RECORD SET:
↓

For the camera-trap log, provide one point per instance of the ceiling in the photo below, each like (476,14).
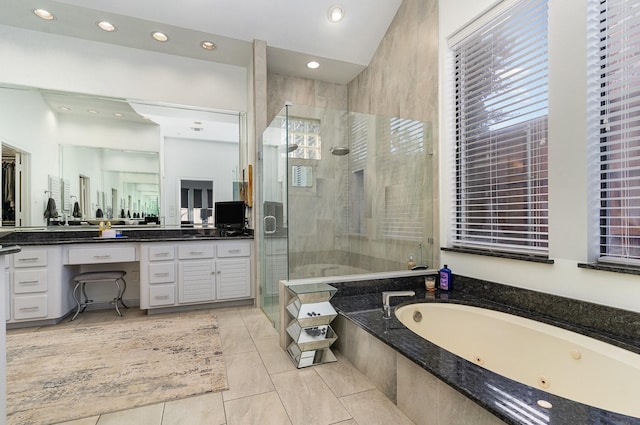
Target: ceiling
(296,31)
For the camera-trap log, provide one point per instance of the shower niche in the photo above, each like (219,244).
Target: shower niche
(309,328)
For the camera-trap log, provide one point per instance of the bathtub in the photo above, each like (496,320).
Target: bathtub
(552,359)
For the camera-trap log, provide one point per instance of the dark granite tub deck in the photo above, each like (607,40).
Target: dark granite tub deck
(361,303)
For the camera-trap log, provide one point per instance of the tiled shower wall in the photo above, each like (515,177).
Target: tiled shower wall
(401,81)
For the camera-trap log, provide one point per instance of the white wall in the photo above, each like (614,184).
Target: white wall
(63,63)
(570,232)
(67,64)
(29,125)
(189,159)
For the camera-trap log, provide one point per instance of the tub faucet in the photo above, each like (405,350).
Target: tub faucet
(386,298)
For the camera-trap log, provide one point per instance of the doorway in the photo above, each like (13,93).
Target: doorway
(15,187)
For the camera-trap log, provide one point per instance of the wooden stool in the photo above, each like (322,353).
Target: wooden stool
(107,276)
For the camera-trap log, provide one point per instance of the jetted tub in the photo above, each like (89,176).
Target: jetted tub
(552,359)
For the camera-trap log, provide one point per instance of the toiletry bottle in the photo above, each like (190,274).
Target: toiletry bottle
(446,280)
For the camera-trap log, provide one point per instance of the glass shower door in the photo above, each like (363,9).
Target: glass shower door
(272,229)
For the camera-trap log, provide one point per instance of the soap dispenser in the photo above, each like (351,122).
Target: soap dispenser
(411,263)
(446,280)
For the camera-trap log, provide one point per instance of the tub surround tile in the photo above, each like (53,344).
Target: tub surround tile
(361,308)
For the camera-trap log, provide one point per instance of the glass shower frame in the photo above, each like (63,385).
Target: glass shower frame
(359,200)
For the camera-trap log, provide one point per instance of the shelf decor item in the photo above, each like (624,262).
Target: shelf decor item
(309,329)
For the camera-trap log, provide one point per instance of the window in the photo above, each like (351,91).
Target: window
(501,106)
(617,69)
(305,134)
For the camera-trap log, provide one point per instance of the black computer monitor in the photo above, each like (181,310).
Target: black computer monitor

↑

DIRECTION: Arrange every line of the entries above as a numbered list, skipping blank lines and leaving out the pictures.

WRITTEN ANSWER:
1. For the camera-trap log, provide one point per instance of the ceiling in the photo below, each like (476,14).
2. Target: ceiling
3. (296,31)
4. For the camera-trap log, provide one point per instance of the shower niche in the photo above, each like (219,244).
5. Target: shower niche
6. (309,328)
7. For the camera-trap log, provide one point per instance of the bathtub in the photo above, each like (496,320).
8. Target: bathtub
9. (552,359)
10. For the camera-trap log, provide one point per instance of the dark granite tub deck in the photo above, each like (607,40).
11. Target: dark granite tub deck
12. (361,303)
13. For the camera-trap log, provide one point per instance of the tiled shower wall in the photo above, each like (515,177).
14. Target: tiled shower wall
15. (401,81)
16. For the camera-trap log, provide one point per instance of the white wall in the photo above, each like (614,184).
17. Target: white wall
18. (63,63)
19. (570,232)
20. (67,64)
21. (29,125)
22. (189,159)
23. For the camera-trap log, provide one point per instance of the tub faucet in the photo above, each like (405,350).
24. Target: tub faucet
25. (386,298)
26. For the camera-trap log, provide one point per instance of the doorway in the photo above, each like (13,93).
27. Target: doorway
28. (15,187)
29. For the camera-trap log, provide one point per instance of the wooden stool in the photo above, each like (322,353).
30. Target: wooden stool
31. (107,276)
32. For the camera-trap log, provide one point per instance of the jetted tub in the photo above, each like (89,176).
33. Target: jetted tub
34. (552,359)
35. For the camera-trap log, provide one point per instance of the toiletry bottle in the photo above, each like (190,274).
36. Target: toiletry bottle
37. (446,280)
38. For the camera-trap log, provide one point per instance of the glass shower door in the photo above, each like (363,9).
39. Target: glass shower door
40. (272,229)
41. For the camera-trap log, provide one point per instance of the soap dispenser in the photo above, each like (351,122).
42. Target: soap dispenser
43. (411,263)
44. (446,280)
45. For the camera-trap log, provide one point per instance of the tub surround tile in the photo above, each like (53,344).
46. Target: tub surround tile
47. (361,308)
48. For the camera-trap log, provide one point per instance of the glass shower frame in the photo above, each like (63,385).
49. Target: glass shower frame
50. (359,200)
51. For the camera-trap log, provide one point per instance of the shelf decor item in the photo above, each like (624,262).
52. Target: shelf decor item
53. (309,329)
54. For the camera-trap log, provide one point per instance of the window in the photo above, each like (351,91).
55. Target: window
56. (501,106)
57. (617,69)
58. (305,134)
59. For the camera-trap log, provide one point per instance of the black computer monitor in the photo above, each like (181,310).
60. Target: black computer monitor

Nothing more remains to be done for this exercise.